(Extracted records)
*** Begin section ***

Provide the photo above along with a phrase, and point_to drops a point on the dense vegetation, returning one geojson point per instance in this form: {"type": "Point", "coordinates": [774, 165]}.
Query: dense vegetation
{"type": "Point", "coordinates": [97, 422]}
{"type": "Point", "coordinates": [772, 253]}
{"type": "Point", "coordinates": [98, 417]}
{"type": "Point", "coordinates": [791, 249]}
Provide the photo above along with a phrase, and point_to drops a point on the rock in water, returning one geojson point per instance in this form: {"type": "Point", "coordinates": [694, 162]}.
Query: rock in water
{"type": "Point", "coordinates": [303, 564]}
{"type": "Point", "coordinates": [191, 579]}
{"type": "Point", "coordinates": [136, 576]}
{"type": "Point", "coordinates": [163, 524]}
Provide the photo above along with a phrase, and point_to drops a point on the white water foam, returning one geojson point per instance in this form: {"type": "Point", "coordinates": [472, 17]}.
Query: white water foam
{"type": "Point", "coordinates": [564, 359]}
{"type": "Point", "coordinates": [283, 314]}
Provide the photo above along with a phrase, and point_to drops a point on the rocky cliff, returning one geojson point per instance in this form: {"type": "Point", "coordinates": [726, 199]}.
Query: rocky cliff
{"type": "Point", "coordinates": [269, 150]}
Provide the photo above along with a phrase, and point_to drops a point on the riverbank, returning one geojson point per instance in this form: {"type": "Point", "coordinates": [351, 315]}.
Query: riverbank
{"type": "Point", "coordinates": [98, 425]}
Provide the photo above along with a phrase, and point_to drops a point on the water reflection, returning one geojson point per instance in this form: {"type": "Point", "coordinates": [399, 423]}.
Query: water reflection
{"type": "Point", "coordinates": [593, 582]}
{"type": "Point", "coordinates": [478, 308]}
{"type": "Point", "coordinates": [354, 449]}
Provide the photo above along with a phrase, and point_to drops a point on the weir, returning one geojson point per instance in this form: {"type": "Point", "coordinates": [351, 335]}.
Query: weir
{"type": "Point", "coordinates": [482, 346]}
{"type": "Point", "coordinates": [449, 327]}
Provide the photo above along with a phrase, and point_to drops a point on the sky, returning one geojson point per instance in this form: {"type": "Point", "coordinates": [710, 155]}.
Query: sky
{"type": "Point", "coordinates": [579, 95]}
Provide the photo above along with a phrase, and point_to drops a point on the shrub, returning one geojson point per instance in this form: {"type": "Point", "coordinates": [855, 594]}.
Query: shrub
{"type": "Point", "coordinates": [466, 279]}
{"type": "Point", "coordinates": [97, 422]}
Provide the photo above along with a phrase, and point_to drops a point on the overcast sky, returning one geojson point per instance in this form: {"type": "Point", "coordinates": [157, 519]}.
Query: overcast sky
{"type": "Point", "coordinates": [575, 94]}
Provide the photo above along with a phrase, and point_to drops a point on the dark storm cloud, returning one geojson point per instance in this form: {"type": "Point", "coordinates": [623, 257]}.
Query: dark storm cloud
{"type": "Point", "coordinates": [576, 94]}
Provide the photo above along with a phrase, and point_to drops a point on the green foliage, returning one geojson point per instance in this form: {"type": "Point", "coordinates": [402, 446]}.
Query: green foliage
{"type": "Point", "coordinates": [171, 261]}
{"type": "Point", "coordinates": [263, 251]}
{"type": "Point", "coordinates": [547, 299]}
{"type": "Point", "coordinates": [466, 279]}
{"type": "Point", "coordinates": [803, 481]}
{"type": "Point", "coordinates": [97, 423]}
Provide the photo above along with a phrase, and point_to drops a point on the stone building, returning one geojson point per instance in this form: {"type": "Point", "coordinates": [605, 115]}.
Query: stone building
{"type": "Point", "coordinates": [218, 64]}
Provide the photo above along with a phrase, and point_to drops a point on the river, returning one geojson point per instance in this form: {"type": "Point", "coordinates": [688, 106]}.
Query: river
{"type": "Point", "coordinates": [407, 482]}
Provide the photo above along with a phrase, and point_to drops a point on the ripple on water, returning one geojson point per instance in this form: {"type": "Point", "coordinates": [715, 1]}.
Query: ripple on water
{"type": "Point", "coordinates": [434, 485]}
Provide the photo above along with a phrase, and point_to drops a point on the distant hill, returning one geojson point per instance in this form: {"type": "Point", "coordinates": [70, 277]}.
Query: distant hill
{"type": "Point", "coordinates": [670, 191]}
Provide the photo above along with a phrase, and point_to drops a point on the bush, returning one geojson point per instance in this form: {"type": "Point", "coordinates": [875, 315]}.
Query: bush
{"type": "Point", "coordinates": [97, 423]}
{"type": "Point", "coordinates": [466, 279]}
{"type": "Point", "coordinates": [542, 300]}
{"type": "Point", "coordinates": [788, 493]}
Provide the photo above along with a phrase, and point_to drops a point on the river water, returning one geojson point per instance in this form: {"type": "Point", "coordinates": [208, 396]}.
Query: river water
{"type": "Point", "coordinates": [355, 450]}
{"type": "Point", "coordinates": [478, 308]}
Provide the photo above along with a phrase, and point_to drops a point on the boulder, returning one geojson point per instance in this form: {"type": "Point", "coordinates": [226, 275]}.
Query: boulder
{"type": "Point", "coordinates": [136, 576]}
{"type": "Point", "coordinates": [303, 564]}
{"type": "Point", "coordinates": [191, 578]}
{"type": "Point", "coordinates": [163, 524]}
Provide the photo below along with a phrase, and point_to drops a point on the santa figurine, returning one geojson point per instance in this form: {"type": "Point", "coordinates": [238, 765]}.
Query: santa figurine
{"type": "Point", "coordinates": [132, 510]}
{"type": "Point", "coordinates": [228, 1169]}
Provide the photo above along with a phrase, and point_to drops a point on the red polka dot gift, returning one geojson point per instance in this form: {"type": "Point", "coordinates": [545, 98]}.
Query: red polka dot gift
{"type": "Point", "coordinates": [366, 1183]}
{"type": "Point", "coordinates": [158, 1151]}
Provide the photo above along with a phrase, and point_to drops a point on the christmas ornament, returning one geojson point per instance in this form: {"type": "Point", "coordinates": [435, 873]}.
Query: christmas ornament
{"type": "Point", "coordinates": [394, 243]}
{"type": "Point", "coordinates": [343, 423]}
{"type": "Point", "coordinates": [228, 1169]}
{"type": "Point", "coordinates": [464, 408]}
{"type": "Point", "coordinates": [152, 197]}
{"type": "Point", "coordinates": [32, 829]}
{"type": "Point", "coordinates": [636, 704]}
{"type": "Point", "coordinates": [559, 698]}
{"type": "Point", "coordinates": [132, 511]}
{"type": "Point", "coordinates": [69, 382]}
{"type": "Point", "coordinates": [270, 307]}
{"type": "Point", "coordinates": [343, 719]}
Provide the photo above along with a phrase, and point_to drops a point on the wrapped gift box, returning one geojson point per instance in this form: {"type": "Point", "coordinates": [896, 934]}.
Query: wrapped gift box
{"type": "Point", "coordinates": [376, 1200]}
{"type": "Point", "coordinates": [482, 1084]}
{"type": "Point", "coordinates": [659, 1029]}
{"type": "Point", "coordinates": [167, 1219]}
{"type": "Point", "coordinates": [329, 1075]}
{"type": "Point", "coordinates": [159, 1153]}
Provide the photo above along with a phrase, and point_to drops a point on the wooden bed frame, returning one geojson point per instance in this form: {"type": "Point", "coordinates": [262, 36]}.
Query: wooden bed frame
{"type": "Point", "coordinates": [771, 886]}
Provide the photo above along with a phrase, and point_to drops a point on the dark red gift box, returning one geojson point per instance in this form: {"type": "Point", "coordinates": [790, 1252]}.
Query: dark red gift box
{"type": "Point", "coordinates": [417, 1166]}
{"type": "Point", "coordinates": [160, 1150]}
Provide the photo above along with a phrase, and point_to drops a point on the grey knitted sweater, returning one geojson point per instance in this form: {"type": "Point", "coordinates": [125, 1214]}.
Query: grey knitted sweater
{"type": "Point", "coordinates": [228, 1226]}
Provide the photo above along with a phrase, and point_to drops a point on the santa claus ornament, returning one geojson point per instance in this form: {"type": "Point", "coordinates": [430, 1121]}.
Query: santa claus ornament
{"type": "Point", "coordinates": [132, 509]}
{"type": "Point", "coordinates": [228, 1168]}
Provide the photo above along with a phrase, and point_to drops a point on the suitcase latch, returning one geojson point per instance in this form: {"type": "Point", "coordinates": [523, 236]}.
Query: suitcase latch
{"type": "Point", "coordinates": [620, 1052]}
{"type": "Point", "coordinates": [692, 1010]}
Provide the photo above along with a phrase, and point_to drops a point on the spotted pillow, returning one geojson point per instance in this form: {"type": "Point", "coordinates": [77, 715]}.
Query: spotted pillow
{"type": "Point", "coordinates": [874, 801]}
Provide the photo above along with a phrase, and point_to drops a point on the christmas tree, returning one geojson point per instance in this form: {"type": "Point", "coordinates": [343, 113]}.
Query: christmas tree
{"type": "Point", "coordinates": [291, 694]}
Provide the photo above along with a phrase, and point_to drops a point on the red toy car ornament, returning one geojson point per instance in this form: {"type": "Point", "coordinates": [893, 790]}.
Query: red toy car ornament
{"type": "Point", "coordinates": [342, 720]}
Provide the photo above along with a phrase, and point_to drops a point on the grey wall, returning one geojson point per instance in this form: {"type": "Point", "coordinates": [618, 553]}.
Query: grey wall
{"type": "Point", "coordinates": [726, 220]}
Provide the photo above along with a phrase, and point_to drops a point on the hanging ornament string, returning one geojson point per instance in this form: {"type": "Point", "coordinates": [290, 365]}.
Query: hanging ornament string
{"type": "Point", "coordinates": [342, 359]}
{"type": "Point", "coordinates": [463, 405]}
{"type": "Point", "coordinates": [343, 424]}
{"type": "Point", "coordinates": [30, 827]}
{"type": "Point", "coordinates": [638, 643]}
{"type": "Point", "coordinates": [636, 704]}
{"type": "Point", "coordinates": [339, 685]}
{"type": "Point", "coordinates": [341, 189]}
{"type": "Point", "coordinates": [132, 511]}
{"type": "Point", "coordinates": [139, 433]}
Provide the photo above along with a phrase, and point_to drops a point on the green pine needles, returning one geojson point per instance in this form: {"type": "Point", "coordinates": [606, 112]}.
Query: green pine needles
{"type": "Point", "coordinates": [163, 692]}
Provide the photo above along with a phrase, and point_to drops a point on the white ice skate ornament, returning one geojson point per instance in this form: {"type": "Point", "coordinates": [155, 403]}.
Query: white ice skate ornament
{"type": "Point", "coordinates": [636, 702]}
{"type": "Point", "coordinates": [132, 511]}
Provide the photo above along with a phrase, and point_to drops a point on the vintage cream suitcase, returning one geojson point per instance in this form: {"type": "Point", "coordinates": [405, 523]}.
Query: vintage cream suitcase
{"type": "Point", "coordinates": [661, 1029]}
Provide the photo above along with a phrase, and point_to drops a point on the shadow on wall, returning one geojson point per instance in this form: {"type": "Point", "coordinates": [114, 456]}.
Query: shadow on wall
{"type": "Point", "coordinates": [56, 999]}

*** End section ***

WHAT IS BEING ASKED: Please provide an exact transcription of each line from the one holding "on the vintage" through the final line of the data above.

EXERCISE RESULT:
Provide the photo above along with a phrase, and point_to drops a point on the vintage cream suitcase, returning one geojson point per instance in this form: {"type": "Point", "coordinates": [405, 523]}.
Query: vintage cream suitcase
{"type": "Point", "coordinates": [661, 1029]}
Provide the photo above along with a phrase, and point_to drops a point on the shadow on wall, returning one geojson point per instance in this form: {"type": "Point", "coordinates": [114, 456]}.
Query: shadow on wall
{"type": "Point", "coordinates": [56, 999]}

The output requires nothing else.